Written request A
In the forum thread on T8 and T12 fluorescent lights, what diameter is given for a T8 tube?
Written request B
Continue the forum thread on T8 and T12 fluorescent lights from its final post onward.

Supplied text
================================

# Lighting: Help me understand the difference between T8 and T12



## LeeBarker (Aug 6, 2010)

Visited a friend's shop this week and he has a new, 4 tube 4' T8 light fixture, hung directly over his workbench (but safely above it).

It is uncanny, this desire to want to be in that light. It is magnetic, in a sense. That's a visceral response; the intellectual one is, boy, I can really see everything very clearly here.

Once the electrician had installed the light and turned it on, the owner said, "Put me on your schedule to come back and do two more."

I'd like some good information on the difference, both functional and investment (installation and operating cost) and anything else that would help those of us who are in the dark make an incremental improvement in that state of affairs.

Kindly,

Lee


----------



## TravisH (Feb 6, 2013)

A lot of what you describe is the K rating of the bulb. Cost between t8 and t12 is virtually the same unless we get into lighting building the size of stadiums (becomes more about the ballasts used).


----------



## JustJoe (Oct 26, 2012)

T12 are phased out, no longer being produced, obsolete. 
That should make it a bit easier to pick T8 or T5.

The T means tube, the number is the diameter in 1/8 (T12 is 1.25", T8 is 1" diameter).
The smaller the diameter, the more efficient to an extent.
For the 48", a T12 is 78 lumens (brightness) perwatt, and a T8 is 90 an T5, if you have the $, is 99.
And the color rendering index (CRI - wavelengths covered, bigger makes it look more natural) is better too.
For T12 it was low 60s, for T8/T5 it is mid 80s.

Because of the new regulations phasing out T12 and incandescents I'm sure the internet is full of sites that can explain it better than that if you try googling "difference between fluorescent lights" or "T12 vs T8 vs T5" might get you something better.

My workshop is full of 8' T12s. I hope they don't burn out before I die.


----------



## tefinn (Sep 23, 2011)

Hey Lee, there's not a lot really to say about them. The T8's use less electricity than T12's and put out brighter light. The T12's are no longer made in the US, so the cost of the T8 fixtures has dropped and is now comparable to what the T12's were. They install exactly the same as T12's. If you have T12 fixtures, you can even convert them to T8 (the pins and length for both types are the same) by changing the ballast and installing new T8 tubes. The ballasts cost the about the same as the old T12's did. I bought mine at HD for about $15 each.

================================

Data

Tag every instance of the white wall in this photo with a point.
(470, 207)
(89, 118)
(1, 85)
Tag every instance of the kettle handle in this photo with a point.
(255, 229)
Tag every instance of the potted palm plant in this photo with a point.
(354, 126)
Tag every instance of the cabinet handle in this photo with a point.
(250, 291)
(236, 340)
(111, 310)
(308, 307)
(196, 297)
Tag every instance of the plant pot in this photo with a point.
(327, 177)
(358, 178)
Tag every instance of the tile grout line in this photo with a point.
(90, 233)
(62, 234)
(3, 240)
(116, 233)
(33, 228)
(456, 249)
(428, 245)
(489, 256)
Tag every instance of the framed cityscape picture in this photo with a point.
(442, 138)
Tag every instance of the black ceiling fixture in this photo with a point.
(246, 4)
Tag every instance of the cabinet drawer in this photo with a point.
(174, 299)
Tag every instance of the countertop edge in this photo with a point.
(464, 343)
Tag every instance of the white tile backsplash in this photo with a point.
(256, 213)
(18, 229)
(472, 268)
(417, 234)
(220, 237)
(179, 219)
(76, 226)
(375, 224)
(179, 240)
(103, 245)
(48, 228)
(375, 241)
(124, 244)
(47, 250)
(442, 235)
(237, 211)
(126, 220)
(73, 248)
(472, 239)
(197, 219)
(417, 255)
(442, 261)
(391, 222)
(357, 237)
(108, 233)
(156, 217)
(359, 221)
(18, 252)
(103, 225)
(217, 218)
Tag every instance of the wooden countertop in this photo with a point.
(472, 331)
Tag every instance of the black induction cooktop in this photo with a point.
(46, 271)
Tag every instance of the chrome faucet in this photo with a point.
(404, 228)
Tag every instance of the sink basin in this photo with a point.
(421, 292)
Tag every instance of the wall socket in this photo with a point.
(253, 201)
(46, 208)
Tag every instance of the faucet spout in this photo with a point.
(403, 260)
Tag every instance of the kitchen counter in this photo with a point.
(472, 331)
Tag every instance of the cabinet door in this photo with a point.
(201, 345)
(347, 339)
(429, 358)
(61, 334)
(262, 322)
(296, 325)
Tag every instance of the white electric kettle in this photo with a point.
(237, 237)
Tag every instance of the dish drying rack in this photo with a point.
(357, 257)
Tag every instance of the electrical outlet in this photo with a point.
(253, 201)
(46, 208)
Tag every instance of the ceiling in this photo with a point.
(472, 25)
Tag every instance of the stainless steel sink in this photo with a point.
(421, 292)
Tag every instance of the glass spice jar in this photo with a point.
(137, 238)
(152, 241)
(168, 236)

================================

Response A
1 inch.

Response B
As far as operating cost, they do save money on the electric bill. I grow tropical plants/orchids (my other hobby) under lights and have six, three shelf stands with a two light fixture on each shelf. That's 24 light fixtures with 48 bulbs that run for 12hrs a day. After converting them all from T12 to T8 my electric bill dropped over $40 a month.


----------



## JustJoe (Oct 26, 2012)

Tom - please explain (maybe in another post or an instructional blog) how to do that ballast changeover. I've got 4 of the 2-tube 8' fixtures and a couple of the smaller ones and only one T12 spare bulb left.

Edit: Thanks.


----------



## TravisH (Feb 6, 2013)

Wood… Best-Ever Home Shop Ideas 2013 (Displayed until December) has a 4 page article on shop lighting.


----------



## patron (Apr 2, 2009)

i had a slew of t-12 fixtures i got on sale years ago
put 12 of them up in my spray booth
(so i don't have to bend over and move around 
to see the actual work surface)
got a bunch of t-12 tubes for them
but only a few worked the rest flikered or didn't light at all
returned them and got other boxes
(one turned out to be some guys old ones
he had taken back and got his money back 
as if they were new in the same box)

well it turns out the ballasts were no good in my fixtures
and they don't even sell them on ballast sites either
(cheap stuff works that way)
so now i am looking for enough money to get the t-8 fixtures
as i have 24 brand new t-8 tubes

i will 'watch' this page
for more info on this too

thanks lee for this post


----------



## BillWhite (Jul 23, 2007)

I have 8 two tube T-8 fixtures in my shop. 9 foot ceilings painted a slight off-white. Very pleased with the lighting though I do use some task lighting for the lathe, drill press, and bench grinder.
Bill


----------



## JayT (May 6, 2012)

T12's are still being produced, but there had to be a change in the phosphors used (the white powder that glows under electric current, producing the light) and the CRI. The effects of that change are 1) new T12's are not as quite as bright as previously and 2) they jumped dramatically in price.

The biggest difference, as Joe mentions is efficiency. Overall, T8's use electricity about 25% more efficiently than T12's, so you get a lot more light for the same energy or the same amount of light for less energy. Additionally, this efficiency allows lower heat levels in both the bulb and ballast, so T8's last much longer-up to 40,000 hours in some commercial bulbs. The real key to the longer life, though, is degradation. All fluorescent bulbs become less efficient over their life, but the drop off for T8's is much slower. For instance after 10,000 hours a T12 might only be putting out 65-75% of its original light, while a T8 will probably still be in the 85-90% range.

In general, switching from magnetic ballasted T12 fixtures to electronic ballasted T8's will pay for itself in energy savings in around two years. Bulb replacement costs will also be much less, both because of price and longevity. Add the broader choice of light colors and T8 gives the most choices at the moment for good, efficient light.

T5's are even more efficient, but pricing and readily available bulb options doesn't make them feasible for most consumers, yet.

Color temperature is another area that you will want to address. These are measured in degrees Kelvin and basically the higher the number, the closer to color is to natural sunlight. Additionally, the higher the number the greater perceived light output, even though the actual lumen output doesn't change. For a basic rundown.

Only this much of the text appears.